I have a dataframe df1:
id1 id2
a1 b1
c1 d1
e1 d1
g1 h1
and df2:
id value
a1 10
b1 9
c1 7
d1 11
e1 12
g1 5
h1 8
I want to keep rows from df1 only if their values from value column in df2 differ (gap) no higher than 1. So desired output is:
id1 id2
a1 b1
e1 d1
row c1 d1 was removed since gap between 7 and 11 is higher than 1. same thing with g1 h1. How to do that?
CodePudding user response:
Here's one way using boolean indexing. The idea is to stack
the Ids' in df1
get its corresponding values from df2
, then filter the rows where the difference is less than 1:
out = df1.loc[df1.stack().map(df2.set_index('id')['value']).droplevel(-1).groupby(level=0).diff().abs().dropna().le(1).pipe(lambda x: x[x].index)]
Output:
id1 id2
0 a1 b1
2 e1 d1
CodePudding user response:
IIUC:
df1[df1.applymap(df2.set_index('id').value.get).eval('abs(id1 - id2)').le(1)]
id1 id2
0 a1 b1
2 e1 d1
Longer Answer
# Callable I'll need in `applymap`
# it basically translates `df2` into
# a function that returns `'value'`
# when you pass `'id'`
c = df2.set_index('id').value.get
# `applymap` applies a callable to each dataframe cell
df1_applied = df1.applymap(c)

* _REQUIRED TASKS_
1. In the pandas dataframe thread, list every id in the df2 table along with its value.
2. Carry the pandas dataframe thread forward from its last line.
The lines that come next play no part in this.

* _SUPPLIED DATA_
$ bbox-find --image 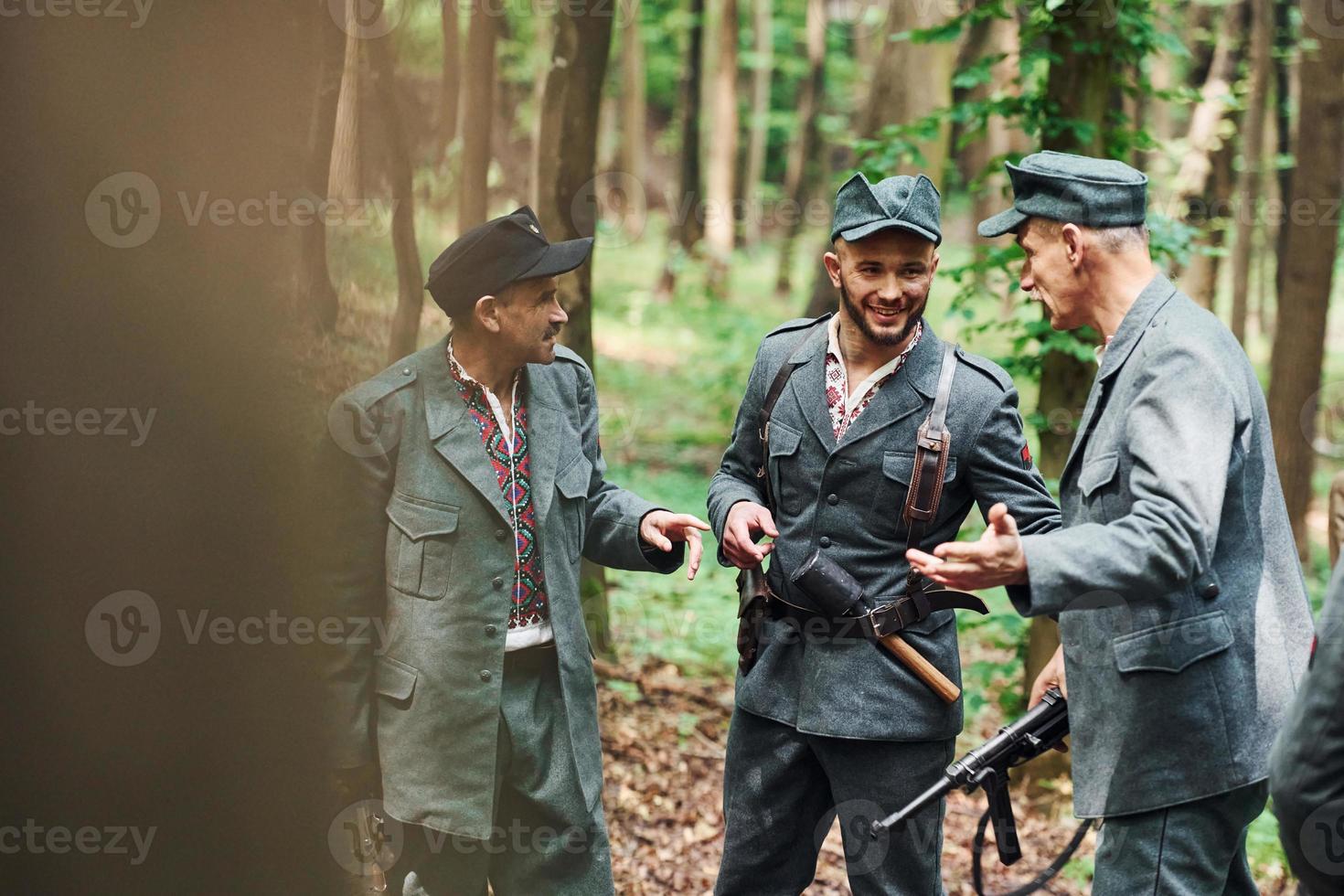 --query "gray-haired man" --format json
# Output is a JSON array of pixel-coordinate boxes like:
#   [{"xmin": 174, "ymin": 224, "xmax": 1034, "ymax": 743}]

* * *

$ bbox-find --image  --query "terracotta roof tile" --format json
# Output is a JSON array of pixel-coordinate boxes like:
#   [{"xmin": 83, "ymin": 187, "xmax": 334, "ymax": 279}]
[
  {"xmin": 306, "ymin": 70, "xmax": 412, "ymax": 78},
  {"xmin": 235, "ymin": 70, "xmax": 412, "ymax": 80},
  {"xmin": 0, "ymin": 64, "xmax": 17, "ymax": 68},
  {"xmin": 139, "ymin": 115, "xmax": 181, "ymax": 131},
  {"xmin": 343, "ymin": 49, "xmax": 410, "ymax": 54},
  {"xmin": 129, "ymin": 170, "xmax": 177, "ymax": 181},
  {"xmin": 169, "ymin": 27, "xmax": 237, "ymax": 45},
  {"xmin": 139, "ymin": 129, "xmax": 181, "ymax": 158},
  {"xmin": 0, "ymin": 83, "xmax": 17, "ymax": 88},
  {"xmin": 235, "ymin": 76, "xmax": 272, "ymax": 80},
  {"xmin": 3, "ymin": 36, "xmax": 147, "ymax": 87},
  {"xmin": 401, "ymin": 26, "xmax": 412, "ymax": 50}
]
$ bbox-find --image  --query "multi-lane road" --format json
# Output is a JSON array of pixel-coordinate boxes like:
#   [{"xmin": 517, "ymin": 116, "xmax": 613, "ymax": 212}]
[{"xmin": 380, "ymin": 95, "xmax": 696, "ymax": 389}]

* _EXPECTED OUTPUTS_
1.
a1: 10
b1: 9
c1: 7
d1: 11
e1: 12
g1: 5
h1: 8

2.
print(df1_applied)
id1 id2
0 10 9
1 7 11
2 12 11
3 5 8
# `eval` takes a string argument that describes what
# calculation to do. See docs for more
df1_applied_evaled = df1_applied.eval('abs(id1 - id2)')
print(df1_applied_evaled)
0 1
1 4
2 1
3 3
dtype: int64
# now just boolean slice your way to the end
df1[df1_applied_evaled.le(1)]
id1 id2
0 a1 b1
2 e1 d1
CodePudding user response:
It's easy and intuitive to do this with datar
, a re-imagining of pandas APIs:
>>> from datar.all import f, tibble, left_join, mutate, abs, filter, select
>>>
>>> df1 = tibble(
... id1=["a1", "c1", "e1", "g1"],
... id2=["b1", "d1", "d1", "h1"],
... )
>>>
>>> df2 = tibble(
... id=["a1", "b1", "c1", "d1", "e1", "g1", "h1"],
... value=[10, 9, 7, 11, 12, 5, 8],
... )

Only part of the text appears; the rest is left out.